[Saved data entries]
* * * *
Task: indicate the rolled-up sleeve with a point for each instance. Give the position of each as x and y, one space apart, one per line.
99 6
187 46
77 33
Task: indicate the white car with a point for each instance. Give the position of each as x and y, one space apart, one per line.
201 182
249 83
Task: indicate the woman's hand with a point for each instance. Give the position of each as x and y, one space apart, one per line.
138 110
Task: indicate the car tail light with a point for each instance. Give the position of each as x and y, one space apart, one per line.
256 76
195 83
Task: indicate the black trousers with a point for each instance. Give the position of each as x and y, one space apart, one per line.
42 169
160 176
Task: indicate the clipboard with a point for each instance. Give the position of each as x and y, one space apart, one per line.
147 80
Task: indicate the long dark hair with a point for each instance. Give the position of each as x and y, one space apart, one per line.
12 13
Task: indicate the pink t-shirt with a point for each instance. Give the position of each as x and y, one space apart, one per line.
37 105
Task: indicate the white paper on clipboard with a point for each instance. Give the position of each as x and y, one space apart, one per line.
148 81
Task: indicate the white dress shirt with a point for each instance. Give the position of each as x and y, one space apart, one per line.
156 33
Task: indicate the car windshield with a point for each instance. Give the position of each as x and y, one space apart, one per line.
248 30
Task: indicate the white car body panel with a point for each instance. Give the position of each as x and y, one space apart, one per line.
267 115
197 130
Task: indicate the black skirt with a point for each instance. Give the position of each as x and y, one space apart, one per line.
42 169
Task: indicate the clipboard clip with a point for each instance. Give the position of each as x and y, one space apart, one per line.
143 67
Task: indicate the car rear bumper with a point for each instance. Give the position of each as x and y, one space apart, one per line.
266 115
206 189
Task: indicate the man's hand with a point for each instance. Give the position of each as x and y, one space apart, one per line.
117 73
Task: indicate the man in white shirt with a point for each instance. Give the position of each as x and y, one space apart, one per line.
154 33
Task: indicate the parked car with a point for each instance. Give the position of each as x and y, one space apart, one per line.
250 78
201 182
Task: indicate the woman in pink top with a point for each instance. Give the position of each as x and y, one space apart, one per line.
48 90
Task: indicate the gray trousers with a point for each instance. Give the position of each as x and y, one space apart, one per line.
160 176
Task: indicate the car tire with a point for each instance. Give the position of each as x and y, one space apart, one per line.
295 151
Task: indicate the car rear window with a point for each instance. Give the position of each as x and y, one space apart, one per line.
* * * *
◆ EXERCISE
The required output is the exact run of lines from the one with "Task: indicate the car tire" through the final line of the entries.

◆ YOUR RESPONSE
Task: indicate the car tire with a point for each instance. Give the position of each as x and y, one space apart, one per line.
295 151
Task: indicate the car rear window with a point for each instance. Give the position of each as x and y, one space apart, one per line.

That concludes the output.